Requirement
Set out each of the rows below as a numbered list, omitting any blank lines and leaving the pictures out.
-- BEGIN --
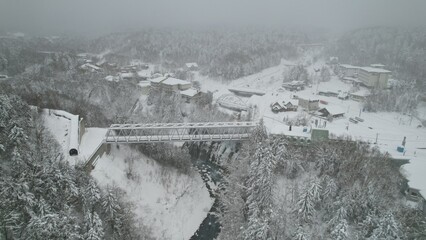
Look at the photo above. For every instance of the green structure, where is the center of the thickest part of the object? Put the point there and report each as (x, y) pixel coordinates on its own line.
(318, 135)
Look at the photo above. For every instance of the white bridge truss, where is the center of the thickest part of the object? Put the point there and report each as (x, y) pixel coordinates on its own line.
(179, 132)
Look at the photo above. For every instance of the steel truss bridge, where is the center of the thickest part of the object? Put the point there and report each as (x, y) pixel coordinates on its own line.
(179, 132)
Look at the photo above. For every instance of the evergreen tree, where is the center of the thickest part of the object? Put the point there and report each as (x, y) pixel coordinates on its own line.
(388, 228)
(340, 231)
(300, 234)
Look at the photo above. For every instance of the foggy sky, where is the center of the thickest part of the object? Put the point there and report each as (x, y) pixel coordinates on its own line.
(103, 16)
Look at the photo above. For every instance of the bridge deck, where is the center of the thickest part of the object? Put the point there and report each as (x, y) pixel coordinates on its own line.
(179, 132)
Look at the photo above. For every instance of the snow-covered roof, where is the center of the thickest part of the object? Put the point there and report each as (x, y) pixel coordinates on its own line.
(375, 70)
(144, 83)
(334, 110)
(157, 80)
(88, 65)
(174, 81)
(126, 75)
(144, 73)
(377, 65)
(189, 92)
(111, 78)
(415, 171)
(362, 93)
(352, 79)
(246, 90)
(349, 66)
(190, 65)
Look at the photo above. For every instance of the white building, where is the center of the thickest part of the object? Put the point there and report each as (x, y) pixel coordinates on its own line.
(170, 83)
(374, 77)
(191, 66)
(349, 70)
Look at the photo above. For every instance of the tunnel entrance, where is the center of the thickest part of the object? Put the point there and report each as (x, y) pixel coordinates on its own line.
(73, 152)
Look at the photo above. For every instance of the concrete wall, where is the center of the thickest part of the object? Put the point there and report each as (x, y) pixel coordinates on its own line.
(92, 160)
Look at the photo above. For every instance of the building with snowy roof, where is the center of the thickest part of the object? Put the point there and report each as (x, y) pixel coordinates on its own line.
(331, 112)
(191, 66)
(377, 65)
(349, 70)
(175, 84)
(190, 94)
(309, 105)
(90, 67)
(374, 77)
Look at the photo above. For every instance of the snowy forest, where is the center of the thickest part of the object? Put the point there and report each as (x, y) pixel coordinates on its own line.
(400, 49)
(271, 187)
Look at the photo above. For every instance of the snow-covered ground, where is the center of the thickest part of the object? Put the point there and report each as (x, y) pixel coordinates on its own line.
(173, 205)
(388, 128)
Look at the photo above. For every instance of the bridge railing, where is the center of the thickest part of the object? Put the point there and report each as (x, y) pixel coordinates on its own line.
(166, 132)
-- END --
Response to the exercise
1. Look at the photo above. For every instance of the green structure, where is the center of the thickest part of the object? Put the point there and report each as (x, y) pixel coordinates on its own line.
2. (318, 135)
3. Look at the photo above. For every instance of the white bridge truss, where is the center of the thickest part of the object? Put the point there and report each as (x, y) pixel coordinates on its own line.
4. (179, 132)
5. Look at the photo above. For every instance of the steel truss bridge, where is the center of the thickest part of the object? Put the point there and report each as (x, y) pixel coordinates on its own line.
6. (179, 132)
7. Look at the photo above. For every instance of the evergreen tree, where is the center of the thickest part of the object? Put the point there and report each as (x, y) pixel coordinates on its own line.
8. (388, 228)
9. (340, 231)
10. (300, 234)
11. Look at the photo above. For every instance of the foggy sky, where is the center of the thickest part of the object? Put the point there and report each as (x, y) pixel coordinates on its own line.
12. (103, 16)
13. Look at the photo above. For every instance of the bridge deck, where is the center of the thickest part of the object? Put the point there and report each as (x, y) pixel coordinates on its own line.
14. (179, 132)
15. Look at the photo above. For every instance of the snow-covered roof, where is the center of the thickest part of the object? Put the point there and report each as (x, y) pixel coordinates on its own line.
16. (375, 70)
17. (144, 83)
18. (334, 110)
19. (157, 80)
20. (88, 65)
21. (174, 81)
22. (126, 75)
23. (144, 73)
24. (377, 65)
25. (189, 92)
26. (111, 78)
27. (415, 171)
28. (362, 93)
29. (352, 79)
30. (246, 90)
31. (349, 66)
32. (190, 65)
33. Look at the photo above. For every instance of the white building, where is the center of the thickest part of the object? Put the point there and report each as (x, y) pixel coordinates on its own line.
34. (170, 83)
35. (374, 77)
36. (191, 66)
37. (349, 70)
38. Look at the photo above. For every instance of the tunnel entrance, where is the center of the thickest part of the object? Put the point there and report each as (x, y) pixel coordinates on its own line.
39. (73, 152)
40. Look at the photo above. For every instance of the concrete wall, where is the center of the thickest part of the object? Put the point there and report each as (x, y) pixel coordinates on its own line.
41. (92, 160)
42. Look at the photo above. For every instance of the building with snowy roof, where is the center of the thickest part of the object? Put the point there and report each as (x, y) pixel coordinates on its own line.
43. (331, 112)
44. (191, 66)
45. (377, 65)
46. (349, 70)
47. (175, 84)
48. (190, 94)
49. (309, 105)
50. (90, 67)
51. (374, 77)
52. Look at the photo above. For every instance of the snowy forest, where is the center of the thickest part of the object? Put the point there and report each as (x, y) pixel coordinates on its own line.
53. (400, 49)
54. (271, 187)
55. Look at the photo above. For every instance of the snow-covered ground, where is the center of the thickest part of the object? Put the point there and report each as (x, y) pixel coordinates on its own line.
56. (173, 205)
57. (388, 128)
58. Look at the photo above. For every instance of the bridge railing, where is the center of the thickest part of the object? Put the point there and report each as (x, y) pixel coordinates on its own line.
59. (166, 132)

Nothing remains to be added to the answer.